TASKS.
1 - Write out the stretch of the Karpenter excerpt from "Karpenter (controller and" through "from ECR public.", word for word.
2 - Answer these questions about the Karpenter excerpt, one answer per line, marked to match:
(a) Which VPC endpoint does the excerpt list for resolving default AMIs?
(b) What does Karpenter do when multiple NodePools match and they are neither mutually exclusive nor weighted?
(c) Which two instance types does the gpu NodePool allow?
3 - Continue the Karpenter excerpt from the point where it stops.

DOCUMENT EXCERPT.
##########

There is no VPC endpoint for the Price List Query API. As a result, pricing data will go stale over time. Karpenter gets around this by including on-demand pricing data in its binary, but only updates that data when Karpenter is upgraded. Failed requests for pricing data will result in the following error messages:

{"level":"ERROR","time":"2024-02-29T15:08:58.522Z","logger":"controller.pricing","message":"retreiving on-demand pricing data, RequestError: send request failed\ncaused by: Post \"https://api.pricing.<region>.amazonaws.com/\": dial tcp 18.196.224.8:443: i/o timeout; RequestError: send request failed\ncaused by: Post \"https://api.pricing.<region>.amazonaws.com/\": dial tcp 18.185.143.117:443: i/o timeout","commit":"596ea97"}

In summary, to use Karpenter in a completely Private EKS Clusters, you need to create the following VPC endpoints:

com.amazonaws.<region>.ec2
com.amazonaws.<region>.ecr.api
com.amazonaws.<region>.ecr.dkr
com.amazonaws.<region>.s3 – For pulling container images
com.amazonaws.<region>.sts – For IAM roles for service accounts
com.amazonaws.<region>.ssm - For resolving default AMIs
com.amazonaws.<region>.sqs - For accessing SQS if using interruption handling

Note

Karpenter (controller and webhook deployment) container images must be in or copied to Amazon ECR private or to a another private registry accessible from inside the VPC. The reason for this is that the Karpenter controller and webhook pods currently use Public ECR images. If these are not available from within the VPC, or from networks peered with the VPC, you will get Image pull errors when Kubernetes tries to pull these images from ECR public.

For further information, see Issue 988 and Issue 1157.

Creating NodePools

The following best practices cover topics related to creating NodePools.

Create multiple NodePools when...

When different teams are sharing a cluster and need to run their workloads on different worker nodes, or have different OS or instance type requirements, create multiple NodePools. For example, one team may want to use Bottlerocket, while another may want to use Amazon Linux. Likewise, one team might have access to expensive GPU hardware that wouldn’t be needed by another team. Using multiple NodePools makes sure that the most appropriate assets are available to each team.

Create NodePools that are mutually exclusive or weighted

It is recommended to create NodePools that are either mutually exclusive or weighted to provide consistent scheduling behavior. If they are not and multiple NodePools are matched, Karpenter will randomly choose which to use, causing unexpected results. Useful examples for creating multiple NodePools include the following:

Creating a NodePool with GPU and only allowing special workloads to run on these (expensive) nodes:

# NodePool for GPU Instances with Taints
apiVersion: karpenter.sh/v1beta1
kind: NodePool
metadata:
  name: gpu
spec:
  disruption:
    consolidateAfter: 1m0s
    consolidationPolicy: WhenEmpty
    expireAfter: Never
  template:
    metadata: {}
    spec:
      nodeClassRef:
        name: default
      requirements:
      - key: node.kubernetes.io/instance-type
        operator: In
        values:
        - p3.8xlarge
        - p3.16xlarge
      - key: kubernetes.io/os
        operator: In
        values:
        - linux
      - key: kubernetes.io/arch
        operator: In
        values:
        - amd64
      - key: karpenter.sh/capacity-type
        operator: In
        values:
        - on-demand
      taints:
      - effect: NoSchedule
        key: nvidia.com/gpu
        value: "true"

##########

DATASET EXTRACT.
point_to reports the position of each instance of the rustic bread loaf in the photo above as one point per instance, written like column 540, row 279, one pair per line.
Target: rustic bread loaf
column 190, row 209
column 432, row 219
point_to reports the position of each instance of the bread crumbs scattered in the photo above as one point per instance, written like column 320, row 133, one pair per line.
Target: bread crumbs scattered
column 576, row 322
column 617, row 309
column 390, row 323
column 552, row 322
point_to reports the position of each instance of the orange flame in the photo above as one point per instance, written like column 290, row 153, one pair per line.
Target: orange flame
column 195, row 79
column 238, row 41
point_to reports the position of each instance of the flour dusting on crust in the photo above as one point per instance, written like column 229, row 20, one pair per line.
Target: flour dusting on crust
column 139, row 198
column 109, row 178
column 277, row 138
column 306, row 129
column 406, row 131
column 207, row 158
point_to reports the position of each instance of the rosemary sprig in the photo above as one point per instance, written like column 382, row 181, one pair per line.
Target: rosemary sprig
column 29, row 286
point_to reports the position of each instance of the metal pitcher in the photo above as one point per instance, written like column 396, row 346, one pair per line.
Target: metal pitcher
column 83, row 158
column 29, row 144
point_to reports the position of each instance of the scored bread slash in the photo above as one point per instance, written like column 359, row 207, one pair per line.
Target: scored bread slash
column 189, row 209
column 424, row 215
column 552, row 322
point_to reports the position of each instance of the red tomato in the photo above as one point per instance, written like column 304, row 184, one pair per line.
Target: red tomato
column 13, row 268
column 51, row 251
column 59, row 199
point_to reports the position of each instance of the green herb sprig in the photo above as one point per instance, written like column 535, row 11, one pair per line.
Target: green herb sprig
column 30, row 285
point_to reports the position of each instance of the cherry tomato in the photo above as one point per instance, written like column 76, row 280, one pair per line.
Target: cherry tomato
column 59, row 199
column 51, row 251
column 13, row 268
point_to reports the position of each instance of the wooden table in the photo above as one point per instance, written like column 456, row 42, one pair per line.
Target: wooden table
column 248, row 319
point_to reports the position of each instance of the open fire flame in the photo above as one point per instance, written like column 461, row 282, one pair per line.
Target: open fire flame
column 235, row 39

##########

RESPONSES PER TASK.
1 -
Karpenter (controller and webhook deployment) container images must be in or copied to Amazon ECR private or to a another private registry accessible from inside the VPC. The reason for this is that the Karpenter controller and webhook pods currently use Public ECR images. If these are not available from within the VPC, or from networks peered with the VPC, you will get Image pull errors when Kubernetes tries to pull these images from ECR public.

2 -
(a) com.amazonaws.<region>.ssm
(b) It randomly chooses which NodePool to use, causing unexpected results.
(c) p3.8xlarge and p3.16xlarge

3 -
Deployment with toleration for the taint:

# Deployment of GPU Workload will have tolerations defined
apiVersion: apps/v1
kind: Deployment
metadata:
  name: inflate-gpu
spec:
  ...
    spec:
      tolerations:
      - key: "nvidia.com/gpu"
        operator: "Exists"
        effect: "NoSchedule"

For a general deployment for another team, the NodePool spec could include nodeAffinify. A Deployment could then use nodeSelectorTerms to match billing-team.

# NodePool for regular EC2 instances
apiVersion: karpenter.sh/v1beta1
kind: NodePool
metadata:
  name: generalcompute
spec:
  disruption:
    expireAfter: Never
  template:
    metadata:
      labels:
        billing-team: my-team
    spec:
      nodeClassRef:
        name: default
      requirements:
      - key: node.kubernetes.io/instance-type
        operator: In
        values:
        - m5.large
        - m5.xlarge
        - m5.2xlarge
        - c5.large
        - c5.xlarge
        - c5a.large
        - c5a.xlarge
        - r5.large
        - r5.xlarge
      - key: kubernetes.io/os
        operator: In
        values:
        - linux
      - key: kubernetes.io/arch
        operator: In
        values:
        - amd64
      - key: karpenter.sh/capacity-type
        operator: In
        values:
        - on-demand

Deployment using nodeAffinity:

# Deployment will have spec.affinity.nodeAffinity defined
kind: Deployment
metadata:
  name: workload-my-team
spec:
  replicas: 200
  ...
    spec:
      affinity:
        nodeAffinity:
          requiredDuringSchedulingIgnoredDuringExecution:
            nodeSelectorTerms:
              - matchExpressions:
                - key: "billing-team"
                  operator: "In"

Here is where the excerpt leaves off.